▶ **Exercise passage**:
Posts Tagged ‘kidnapping’
Posted by mattusmaximus on November 21, 2013
The title of this blog post may seem harsh, but when it comes to douchebag charlatans who bilk the desperate and grieving out of their money, self-declared psychic Sylvia Browne was the bottom of the proverbial dung-heap. And now she’s dead. Ironically, in 2003 she predicted that she would die at the age of 88, yet she died 11 years earlier than that…

Good riddance to bad rubbish (image source)
Over the course of writing this blog, I have dedicated some posts specifically to the late Ms. Browne in order to point out just how much of a self-aggrandizing and deceitful person she was, claiming to have psychic powers and often failing spectacularly in her “predictions” (none of which she ever apologized for, even given the pain she caused). In honor of her death, I shall reproduce those posts below in the hopes that people do not celebrate her as a “lost light to the world” or similar rubbish. Rather, it is my hope that people take the time to reflect upon Ms. Browne’s life and death and think carefully about just how much damage she did by hoodwinking the most gullible and vulnerable among us. Hopefully, perhaps people will be a bit more skeptical of the next psychic scumbag who comes along.
Like this:
Like Loading...
Posted in psychics | Tagged: abduction, accuracy, Amanda Berry, charlatan, cherry pick, Cleveland, cold reading, dead, death, died, dies, esp, fail, failed, fake, hits, hot reading, kidnapping, medium, mentalism, mind reading, misses, Montel Williams, New Year's Eve, New Years, paranormal, post diction, prediction, predictions, pseudoscience, psychic, psychics, Shawn Hornbeck, skeptical activism, skepticism, Sylvia Browne, talking to the dead | 6 Comments »
Posted by mattusmaximus on May 7, 2013
I make no bones about how I feel about various psychic charlatans who take advantage of the desperate, grieving, and bereaved: they’re pretty close to scraping the bottom of the barrel, in my view. At the top of this list is none other than the queen of psychic charlatans: Sylvia Browne.

▶ **Dataset extract**:
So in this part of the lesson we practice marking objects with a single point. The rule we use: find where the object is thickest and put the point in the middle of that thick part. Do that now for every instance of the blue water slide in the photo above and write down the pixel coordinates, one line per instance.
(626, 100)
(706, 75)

▶ **Problems to solve**:
1 – In the Sylvia Browne blog post, swap "Ms. Browne" for "Sylvia Browne" and write out the part from "Over the course" up to and including "Like Loading...".
2 – Name every person listed among the tags of the Sylvia Browne blog post.
3 – In the Sylvia Browne blog post, at what age did Browne predict in 2003 that she would die?

▶ **Solutions to the problems**:
1 –
Over the course of writing this blog, I have dedicated some posts specifically to the late Sylvia Browne in order to point out just how much of a self-aggrandizing and deceitful person she was, claiming to have psychic powers and often failing spectacularly in her “predictions” (none of which she ever apologized for, even given the pain she caused). In honor of her death, I shall reproduce those posts below in the hopes that people do not celebrate her as a “lost light to the world” or similar rubbish. Rather, it is my hope that people take the time to reflect upon Sylvia Browne’s life and death and think carefully about just how much damage she did by hoodwinking the most gullible and vulnerable among us. Hopefully, perhaps people will be a bit more skeptical of the next psychic scumbag who comes along.
Like this:
Like Loading...

2 – Amanda Berry, Montel Williams, Shawn Hornbeck, Sylvia Browne

3 – At the age of 88.